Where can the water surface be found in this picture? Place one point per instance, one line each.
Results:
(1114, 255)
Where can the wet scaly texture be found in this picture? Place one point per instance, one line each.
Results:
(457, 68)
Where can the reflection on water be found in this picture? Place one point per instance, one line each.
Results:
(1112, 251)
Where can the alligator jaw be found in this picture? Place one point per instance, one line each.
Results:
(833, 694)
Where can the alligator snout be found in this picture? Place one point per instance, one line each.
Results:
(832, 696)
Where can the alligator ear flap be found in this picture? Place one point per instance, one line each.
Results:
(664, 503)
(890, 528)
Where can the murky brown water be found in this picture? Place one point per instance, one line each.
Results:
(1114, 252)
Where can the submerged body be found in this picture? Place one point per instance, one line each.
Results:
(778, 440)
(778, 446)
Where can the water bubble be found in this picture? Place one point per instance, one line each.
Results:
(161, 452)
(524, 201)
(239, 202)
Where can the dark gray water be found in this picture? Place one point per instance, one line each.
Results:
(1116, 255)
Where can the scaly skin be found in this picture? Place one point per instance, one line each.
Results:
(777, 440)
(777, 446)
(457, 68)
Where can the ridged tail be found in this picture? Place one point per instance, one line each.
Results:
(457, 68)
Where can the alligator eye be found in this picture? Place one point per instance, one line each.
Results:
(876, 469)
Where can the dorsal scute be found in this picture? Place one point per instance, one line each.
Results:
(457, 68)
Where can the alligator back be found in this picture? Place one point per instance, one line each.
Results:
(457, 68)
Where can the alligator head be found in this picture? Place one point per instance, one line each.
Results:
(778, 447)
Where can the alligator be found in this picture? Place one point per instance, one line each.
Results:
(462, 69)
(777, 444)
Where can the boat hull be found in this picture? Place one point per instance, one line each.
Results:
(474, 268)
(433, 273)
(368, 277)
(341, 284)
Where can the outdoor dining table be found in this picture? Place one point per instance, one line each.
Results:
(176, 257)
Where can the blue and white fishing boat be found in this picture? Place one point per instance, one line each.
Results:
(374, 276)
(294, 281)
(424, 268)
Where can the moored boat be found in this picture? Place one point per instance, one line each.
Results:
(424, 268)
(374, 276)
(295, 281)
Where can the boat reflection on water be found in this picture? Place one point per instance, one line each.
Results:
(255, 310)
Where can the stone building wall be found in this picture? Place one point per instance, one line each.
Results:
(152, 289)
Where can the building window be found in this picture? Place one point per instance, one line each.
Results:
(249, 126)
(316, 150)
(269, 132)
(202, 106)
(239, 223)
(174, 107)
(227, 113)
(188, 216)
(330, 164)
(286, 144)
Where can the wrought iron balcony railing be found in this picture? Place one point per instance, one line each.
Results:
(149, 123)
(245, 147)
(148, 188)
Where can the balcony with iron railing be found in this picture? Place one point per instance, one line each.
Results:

──────────────────────────────

WHAT TO PRODUCE ->
Put down each entry again, unchanged and complete.

EXERCISE OUTPUT ->
Where can the water surface be found in this picture? Place one point per instance, one line each.
Results:
(1114, 255)
Where can the wet scaly texture be found in this picture? Place one point per instance, one line each.
Results:
(457, 68)
Where can the reflection on water be found in this picture? Place one point per instance, one line each.
Results:
(1112, 251)
Where can the alligator jaw be found in this picture? Place one point per instance, one line each.
Results:
(833, 694)
Where can the alligator snout be found in this picture? Place one point per instance, one line each.
Results:
(832, 696)
Where can the alligator ear flap be found in this picture? Place one point per instance, one line each.
Results:
(664, 503)
(890, 528)
Where can the murky brown water be found in this picture? Place one point per instance, one line each.
Results:
(1114, 252)
Where can the submerged body be found in this picture? Place one point per instance, one line each.
Results:
(778, 440)
(778, 446)
Where can the water bubble be found in this picture? Place one point per instance, one line each.
Results:
(161, 452)
(524, 201)
(239, 202)
Where can the dark gray water be found in this picture? Place one point per instance, one line each.
Results:
(1116, 255)
Where can the scaly skin be found in this picture? Place one point per instance, one line each.
Results:
(777, 440)
(777, 446)
(457, 68)
Where can the ridged tail be found in this picture? Place one point per instance, one line each.
Results:
(457, 68)
Where can the alligator eye be found in this picture? Place one point per instance, one line each.
Results:
(876, 469)
Where can the dorsal scute be found in this picture? Place one point per instance, one line each.
Results:
(457, 68)
Where can the alligator back be found in this picture? Place one point per instance, one line each.
Results:
(457, 68)
Where can the alligator head be found in this picture? Place one point per instance, one line each.
Results:
(778, 447)
Where can the alligator be found in this picture? Place one point per instance, one line each.
Results:
(462, 69)
(777, 444)
Where can the boat hull be found in this picture? Place one point per instance, one line each.
Results:
(474, 268)
(433, 273)
(368, 277)
(341, 284)
Where can the outdoor dining table be found in this picture? Place one point per instance, one line each.
Results:
(176, 257)
Where can the blue and white fishing boat be found in this picture? Place one point per instance, one line each.
Results:
(374, 276)
(294, 281)
(424, 268)
Where can the moored boat be found in this picture? Place one point per instance, one line each.
Results:
(424, 268)
(374, 276)
(295, 281)
Where can the boat reflection on water be found in this picture? Place one point per instance, one line each.
Results:
(255, 310)
Where can the stone building wall be found in this picture? Place one point per instance, one line each.
Results:
(152, 289)
Where can the building window be found in this picture? Place one point per instance, one line each.
Results:
(249, 126)
(316, 150)
(269, 132)
(202, 106)
(239, 223)
(174, 107)
(227, 113)
(188, 216)
(330, 164)
(286, 144)
Where can the wrought iron balcony railing be found in this picture? Place one point per instance, one line each.
Results:
(149, 123)
(245, 147)
(148, 188)
Where can the balcony with iron railing be found in this picture? Place one point per instance, one line each.
Results:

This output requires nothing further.